--- start Entries ---

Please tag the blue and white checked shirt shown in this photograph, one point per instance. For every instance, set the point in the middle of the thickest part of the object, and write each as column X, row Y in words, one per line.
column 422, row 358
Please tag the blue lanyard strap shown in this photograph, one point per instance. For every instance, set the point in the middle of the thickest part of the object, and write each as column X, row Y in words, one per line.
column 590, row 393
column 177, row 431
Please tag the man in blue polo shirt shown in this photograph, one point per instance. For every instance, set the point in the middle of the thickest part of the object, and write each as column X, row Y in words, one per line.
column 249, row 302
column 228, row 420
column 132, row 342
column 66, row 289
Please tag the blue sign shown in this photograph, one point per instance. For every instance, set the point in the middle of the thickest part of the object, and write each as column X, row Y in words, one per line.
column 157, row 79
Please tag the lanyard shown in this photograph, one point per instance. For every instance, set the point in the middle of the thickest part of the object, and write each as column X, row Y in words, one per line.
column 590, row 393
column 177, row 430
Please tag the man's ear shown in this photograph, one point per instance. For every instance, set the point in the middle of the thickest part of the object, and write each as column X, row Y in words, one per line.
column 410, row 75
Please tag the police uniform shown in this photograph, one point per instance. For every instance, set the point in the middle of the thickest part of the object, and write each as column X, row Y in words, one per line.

--- end Entries ---

Exercise prompt. Output the listing above exactly as it appears.

Result of this task.
Please tag the blue and white checked shirt shown in this photograph, one point per instance. For every instance, set the point in the middle of the thickest part of the object, and write each as column X, row Y in words, one per line.
column 422, row 358
Please tag the blue lanyard strap shown in this photograph, one point per instance. For every instance, set the point in the middle of the thickest part of the object, and write each as column X, row Y in words, one per line.
column 590, row 393
column 177, row 431
Please tag the man in blue polo shirt shown in this photograph, one point per instance. For every instance, set the point in the middle of the thickest part of the object, and write each as column X, row Y in words, one per line.
column 249, row 302
column 228, row 420
column 132, row 342
column 66, row 289
Please tag the blue sign shown in this photograph, one point per instance. For every instance, set the point in the middle of the thickest part of the object, and write each as column X, row Y in words, one per line.
column 157, row 79
Please tag the lanyard shown in this photograph, one point per instance. For every instance, set the point in the middle of the thickest part of the object, and write each as column X, row Y in words, one per line.
column 590, row 393
column 177, row 430
Please tag the man's ear shown in this photograph, one point per instance. For every instance, set the point in the middle of the thickest part of the object, and write each as column X, row Y in words, one per line.
column 410, row 75
Please tag the police uniform shown in this photograph, one point per instance. For every instance, set the point in the middle of the thickest part of the object, and write each as column X, row Y in words, one per line.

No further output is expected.